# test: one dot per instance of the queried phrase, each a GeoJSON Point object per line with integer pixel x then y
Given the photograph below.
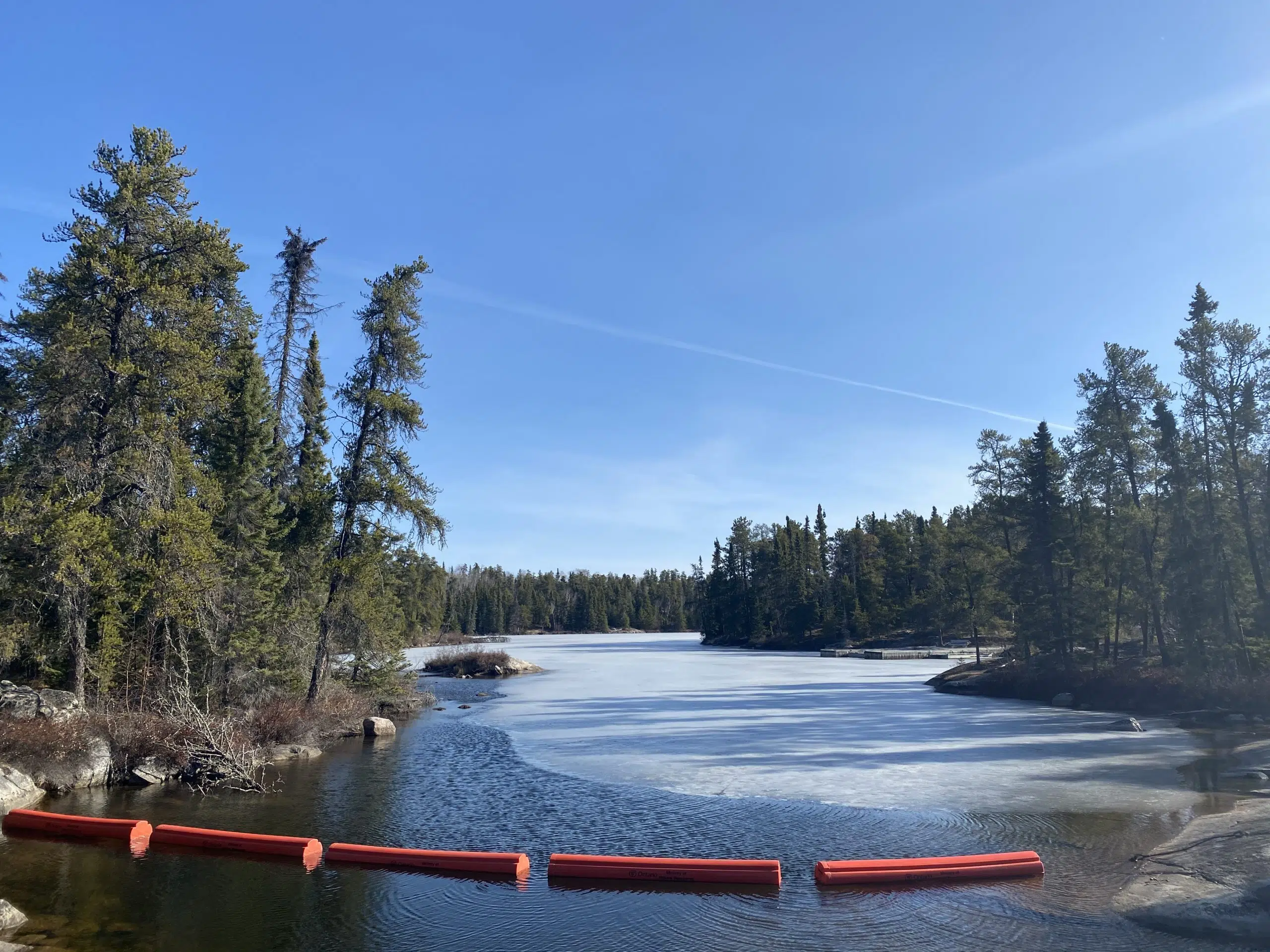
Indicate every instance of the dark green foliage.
{"type": "Point", "coordinates": [488, 601]}
{"type": "Point", "coordinates": [1142, 537]}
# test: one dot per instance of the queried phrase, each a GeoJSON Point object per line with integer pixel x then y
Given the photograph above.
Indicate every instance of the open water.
{"type": "Point", "coordinates": [651, 744]}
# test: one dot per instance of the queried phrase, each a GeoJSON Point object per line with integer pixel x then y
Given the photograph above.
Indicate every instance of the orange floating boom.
____
Your assignment - The listing is to be repeated exactly, with its pictures removed.

Your solution -
# test: one dot per instance of the queried phrase, each a GeoJSON Point object per line with integer pixel x then y
Given the photograph below.
Indicate every instance of the dark green foliage.
{"type": "Point", "coordinates": [488, 601]}
{"type": "Point", "coordinates": [1142, 537]}
# test: one dot per instance of the queried phrase, each a GeoJSON Point object per line with integer pixel x then y
Given the photograph above.
Indicate every instance of the open water.
{"type": "Point", "coordinates": [651, 744]}
# test: one dot per instance of the queried phrase, each a GeoJSON Point object per line with integer pixel x then y
Given the photograph above.
Indicate every instance of the orange floating boom.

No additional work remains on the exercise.